Una porción importante de las películas que conforman mi memoria cinematográfica más temprana las vi sobre el muro blanqueado con cal y cosido a desconchones del viejo trinquete de Gestalgar, el pueblo de mi madre, en el interior de la provincia de Valencia. Aquella modesta dotación deportiva se usaba —además de para juegos de pelota, como el entonces moderno frontenis o las ancestrales variedades valencianas de raspall o llarges— como lugar de ensayo de la banda de música, sala de baile al aire libre, escenario para los espectáculos de variedades durante las fiestas (o varietés, como se decía allí) y también como cine. No es difícil suponer cómo era un cine de verano rural a principios de los ochenta; para empezar, si uno se quería sentar había que llevarse la silla de casa —los niños lo hacíamos en el suelo— y se acudía con bocadillo para cenar y algún dulce para el resopón, porque la cosa podía llegar a durar casi tres horas. Se proyectaba primero un corto (de Chaplin, Buster Keaton, El Gordo y el Flaco o Harold Lloyd, normalmente) y después la película, la cual se exhibía en dos tramos con un intermedio de diez minutos, porque el operador siempre rebobinaba el primer rollo antes de guardarlo. Por supuesto, nunca había estrenos. Ni reestrenos. Ni reestrenos de los reestrenos. Para que se hagan una idea, fue allí donde este prisionero de Zenda vio las cintas más famosas de los hermanos Marx, rodadas entre 1930 y 1949. De la calidad de la imagen y del sonido, para qué hablar.
(Abro aquí un paréntesis para pedirles que no piensen que aquello era una especie de Cinema Paradiso donde se plantaban entrañables semillas que germinaran en un amor incondicional hacia el Séptimo Arte. En absoluto. Se trataba de un entretenimiento humilde para los viernes y sábados por la noche en un pueblo pequeño de un país, hay que admitirlo, que aún estaba subdesarrollado en aquella época, lo mires por donde lo mires. Cierro paréntesis)
§ §
**Partes del ejercicio:**
[a] Reproduzca el fragmento del texto sobre el cine de verano en Gestalgar comprendido entre "(Abro aquí un" y "mires. Cierro paréntesis)", ambos incluidos.
[b] Indique si cada afirmación concuerda con el texto sobre el cine de verano en Gestalgar. Responda sí o no y cite literalmente las palabras que lo determinan: (i) el corto se proyectaba después de la película; (ii) los niños se sentaban en el suelo; (iii) el intermedio duraba diez minutos.

**Registros almacenados:**
§ §
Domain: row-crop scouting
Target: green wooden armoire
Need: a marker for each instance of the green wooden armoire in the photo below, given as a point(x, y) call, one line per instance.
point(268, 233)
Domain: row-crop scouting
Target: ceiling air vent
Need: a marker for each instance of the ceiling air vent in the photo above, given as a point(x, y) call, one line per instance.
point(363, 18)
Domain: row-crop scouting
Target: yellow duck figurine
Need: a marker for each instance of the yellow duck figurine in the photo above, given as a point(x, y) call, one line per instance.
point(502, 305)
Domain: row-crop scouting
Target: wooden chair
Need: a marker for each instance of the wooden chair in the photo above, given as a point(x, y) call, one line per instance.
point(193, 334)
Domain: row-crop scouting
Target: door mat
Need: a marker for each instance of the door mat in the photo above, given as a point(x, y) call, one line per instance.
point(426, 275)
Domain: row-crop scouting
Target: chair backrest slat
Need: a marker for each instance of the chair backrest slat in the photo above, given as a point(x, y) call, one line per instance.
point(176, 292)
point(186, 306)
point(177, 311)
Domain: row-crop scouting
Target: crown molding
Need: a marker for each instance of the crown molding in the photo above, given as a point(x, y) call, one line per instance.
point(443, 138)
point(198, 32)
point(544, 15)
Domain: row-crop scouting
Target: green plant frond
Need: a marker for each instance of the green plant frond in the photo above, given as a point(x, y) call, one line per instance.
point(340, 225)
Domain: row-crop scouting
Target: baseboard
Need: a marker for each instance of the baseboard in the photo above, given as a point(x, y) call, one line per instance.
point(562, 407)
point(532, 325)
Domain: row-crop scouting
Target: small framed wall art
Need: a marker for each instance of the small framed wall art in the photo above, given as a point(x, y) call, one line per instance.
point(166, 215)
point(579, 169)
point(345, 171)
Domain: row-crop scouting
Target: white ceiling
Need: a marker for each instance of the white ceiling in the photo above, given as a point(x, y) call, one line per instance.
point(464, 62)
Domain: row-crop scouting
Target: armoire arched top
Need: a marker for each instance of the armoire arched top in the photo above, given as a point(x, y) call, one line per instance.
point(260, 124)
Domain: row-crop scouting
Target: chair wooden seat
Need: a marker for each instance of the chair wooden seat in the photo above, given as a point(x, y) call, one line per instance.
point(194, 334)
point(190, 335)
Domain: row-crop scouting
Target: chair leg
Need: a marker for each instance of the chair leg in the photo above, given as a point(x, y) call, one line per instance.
§ §
**Respuestas por tarea:**
[a]
(Abro aquí un paréntesis para pedirles que no piensen que aquello era una especie de Cinema Paradiso donde se plantaban entrañables semillas que germinaran en un amor incondicional hacia el Séptimo Arte. En absoluto. Se trataba de un entretenimiento humilde para los viernes y sábados por la noche en un pueblo pequeño de un país, hay que admitirlo, que aún estaba subdesarrollado en aquella época, lo mires por donde lo mires. Cierro paréntesis)

[b]
(i) No: "Se proyectaba primero un corto (de Chaplin, Buster Keaton, El Gordo y el Flaco o Harold Lloyd, normalmente) y después la película".
(ii) Sí: "los niños lo hacíamos en el suelo".
(iii) Sí: "con un intermedio de diez minutos".